Text excerpt:
────────────────────────────────────────
Murky future for Malawi’s freshwater fish

Posted on 15 November 2021 By Anita Froneman

By Jeffrey Barbee

In the shallow rocky waters below a high granite outcrop a fish lies sideways, fallen onto the sand below. Its skin the hue of a rotting corpse, the fish is unmoving, apparently dead. But looks can be deceiving. As scavenger fish approach, the play-dead fish springs into action, snapping up the would-be eaters in a flurry of motion. One of hundreds of new fish species discovered in the warm waters of Lake Malawi in the last four decades, the play-dead fish’s only home is now in danger of being destroyed.

Play dead fish Nimbochromis livingstonii. Picture: allianceearth.org

Lake Malawi National Park is a loose collection of protected hills, islands and coastal areas in the south of Lake Malawi, known for its massive collection of freshwater fish species. If you have ever owned a freshwater fish tank with cichlid fish in it, chances are they come from Lake Malawi. More than 850 different species have been identified and scientists like Ken McKaye say many more await description.

Namaso Bay with Nkudzi Mount in Background. Picture: allianceearth.org

McKaye has been working in Lake Malawi for more than 40 years, first with Yale University, then with the World Wide Fund for Nature (WWF) and now with his own organization called HEED, which stands for Health, Education, Environment and Economic Development.

He is responsible for many of the fascinating fishy discoveries in the lake, which were instrumental in helping this hotbed of biodiversity become the world’s first freshwater National Park in 1980  and the first ever freshwater-based World Heritage site in 1984. According to him, there is fifty times more diversity in Lake Malawi’s fish than of the  Galápagos finches that drove Darwin’s theories of evolution.

The United Nations Environmental, Scientific and Cultural Organisation, UNESCO, explains in its World Heritage listing that Lake Malawi National Park “is of global importance for biodiversity conservation, due particularly to its fish diversity.”

UNESCO goes on to say: “The property is an area of exceptional natural beauty with the rugged landscapes around it contrasting with the remarkably clear waters of the lake.” Which is “home to many hundreds of cichlid fish, nearly all of which are endemic to Lake Malawi.” When a species is endemic it means that it occurs in that location and nowhere else in the world. But the official protection this unique area has enjoyed for forty years is now in danger of being removed.
────────────────────────────────────────
Material supplied:
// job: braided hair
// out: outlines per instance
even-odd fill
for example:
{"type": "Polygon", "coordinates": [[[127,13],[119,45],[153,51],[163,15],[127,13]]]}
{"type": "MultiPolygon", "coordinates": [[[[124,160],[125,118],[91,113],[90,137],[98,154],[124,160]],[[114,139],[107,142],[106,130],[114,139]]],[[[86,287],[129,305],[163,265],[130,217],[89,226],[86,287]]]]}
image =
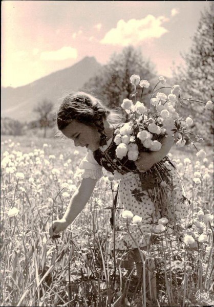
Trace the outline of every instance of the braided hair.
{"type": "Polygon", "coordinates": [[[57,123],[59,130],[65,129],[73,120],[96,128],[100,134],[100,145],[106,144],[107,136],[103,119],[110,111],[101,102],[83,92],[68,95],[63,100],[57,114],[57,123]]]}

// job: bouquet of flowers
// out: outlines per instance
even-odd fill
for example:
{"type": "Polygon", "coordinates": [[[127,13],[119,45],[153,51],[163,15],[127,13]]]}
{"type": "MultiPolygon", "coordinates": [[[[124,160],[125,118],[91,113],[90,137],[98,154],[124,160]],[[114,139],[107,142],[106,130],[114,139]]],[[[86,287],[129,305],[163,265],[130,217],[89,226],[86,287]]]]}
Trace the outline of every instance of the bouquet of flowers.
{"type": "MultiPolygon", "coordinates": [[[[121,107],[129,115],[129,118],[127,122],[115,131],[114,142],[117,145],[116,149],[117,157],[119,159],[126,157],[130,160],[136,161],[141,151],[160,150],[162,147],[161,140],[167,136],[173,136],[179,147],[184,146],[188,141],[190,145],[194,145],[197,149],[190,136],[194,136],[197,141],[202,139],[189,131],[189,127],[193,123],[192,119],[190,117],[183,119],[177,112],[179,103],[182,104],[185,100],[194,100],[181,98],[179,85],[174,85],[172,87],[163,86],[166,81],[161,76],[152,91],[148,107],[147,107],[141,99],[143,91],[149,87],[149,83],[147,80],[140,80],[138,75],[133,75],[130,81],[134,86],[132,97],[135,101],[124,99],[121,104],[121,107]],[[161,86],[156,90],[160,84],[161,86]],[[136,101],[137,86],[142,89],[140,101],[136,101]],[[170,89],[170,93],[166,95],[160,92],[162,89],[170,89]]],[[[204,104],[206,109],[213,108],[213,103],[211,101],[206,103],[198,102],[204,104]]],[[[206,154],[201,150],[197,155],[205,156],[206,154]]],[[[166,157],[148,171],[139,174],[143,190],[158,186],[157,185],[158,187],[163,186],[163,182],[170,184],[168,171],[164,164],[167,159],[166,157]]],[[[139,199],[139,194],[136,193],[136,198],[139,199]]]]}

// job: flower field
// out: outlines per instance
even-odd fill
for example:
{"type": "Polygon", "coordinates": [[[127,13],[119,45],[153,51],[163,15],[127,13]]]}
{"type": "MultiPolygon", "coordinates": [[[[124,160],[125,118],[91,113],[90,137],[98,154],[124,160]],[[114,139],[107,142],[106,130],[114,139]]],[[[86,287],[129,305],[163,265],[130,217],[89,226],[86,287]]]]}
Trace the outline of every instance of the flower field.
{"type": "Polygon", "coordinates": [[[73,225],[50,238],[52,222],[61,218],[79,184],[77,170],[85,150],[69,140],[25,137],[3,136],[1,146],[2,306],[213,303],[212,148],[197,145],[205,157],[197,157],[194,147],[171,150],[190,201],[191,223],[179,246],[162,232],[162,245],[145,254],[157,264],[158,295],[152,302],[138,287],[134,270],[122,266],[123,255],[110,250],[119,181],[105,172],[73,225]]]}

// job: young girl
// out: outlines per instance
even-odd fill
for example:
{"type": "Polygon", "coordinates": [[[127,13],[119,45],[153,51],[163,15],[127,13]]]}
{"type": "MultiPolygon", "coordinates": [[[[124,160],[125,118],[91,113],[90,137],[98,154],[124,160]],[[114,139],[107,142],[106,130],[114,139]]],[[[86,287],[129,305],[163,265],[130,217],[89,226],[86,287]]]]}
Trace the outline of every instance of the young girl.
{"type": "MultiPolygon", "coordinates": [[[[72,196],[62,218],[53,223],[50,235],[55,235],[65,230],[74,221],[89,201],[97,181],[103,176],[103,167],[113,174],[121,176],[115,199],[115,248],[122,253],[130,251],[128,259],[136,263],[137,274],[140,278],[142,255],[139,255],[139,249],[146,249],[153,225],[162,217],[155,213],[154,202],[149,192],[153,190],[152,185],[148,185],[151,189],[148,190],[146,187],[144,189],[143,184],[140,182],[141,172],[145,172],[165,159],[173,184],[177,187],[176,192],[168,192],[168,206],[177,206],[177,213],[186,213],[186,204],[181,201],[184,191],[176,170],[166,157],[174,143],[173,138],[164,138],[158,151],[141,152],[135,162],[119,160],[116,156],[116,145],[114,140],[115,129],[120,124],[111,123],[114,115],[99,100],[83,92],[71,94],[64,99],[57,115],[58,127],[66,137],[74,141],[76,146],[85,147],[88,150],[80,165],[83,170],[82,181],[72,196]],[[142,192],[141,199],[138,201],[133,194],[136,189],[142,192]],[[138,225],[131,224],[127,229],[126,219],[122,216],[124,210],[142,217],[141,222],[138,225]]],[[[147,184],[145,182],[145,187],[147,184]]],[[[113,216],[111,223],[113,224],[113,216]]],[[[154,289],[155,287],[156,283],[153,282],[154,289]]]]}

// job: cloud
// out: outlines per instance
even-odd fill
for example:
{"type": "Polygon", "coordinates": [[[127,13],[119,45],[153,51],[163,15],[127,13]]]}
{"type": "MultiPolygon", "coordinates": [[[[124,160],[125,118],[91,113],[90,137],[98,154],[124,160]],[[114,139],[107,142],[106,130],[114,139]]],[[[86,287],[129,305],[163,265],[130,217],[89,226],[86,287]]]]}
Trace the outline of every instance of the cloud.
────────────────────────────────────────
The exercise: Please pick up the Lake Malawi fish article placed above the rows and continue it from its last sentence.

Expected answer:
Lake Malawi National Park- Cape Maclear. Picture: allianceearth.org

According to government documents, the Malawi Government has acquired funds from The Kuwait Fund for Arab and Economic Development to extend the nearby town of Mangochi’s water supply system by creating a large dam inside the southernmost part of Lake Malawi National Park, on top of the Nkudzi Mountain. “The over 300 m mountain is a spectacular feature” explains McKay, “with well over 100 species of cichlid species there and probably 1/3 of them are undescribed by science.” That means, he said in a recent email, that these are potentially new species. “I would estimate at least 10 are endemic to that rocky outcropping.”

In a world rapidly losing biodiversity, new species are exceedingly rare.

Civil society groups argue that the project is based on a badly flawed environmental impact assessment, which included no alternative site evaluation as required by Malawian law, and zero estimates of impact on the three main points of value for the park’s World Heritage Status, including its natural beauty, current ecological processes and the park’s outstanding biodiversity.

Nkudzi Mountain is virtually the only area spared the rampant deforestation that is common throughout this country of 18 million people, and also hosts unique rock paintings and other archeological discoveries that reveal the ancient heritage left from the original inhabitants of the lakeshore, explains Herbert Mwalukomo from the civil society organization Centre for Environmental Policy and Advocacy.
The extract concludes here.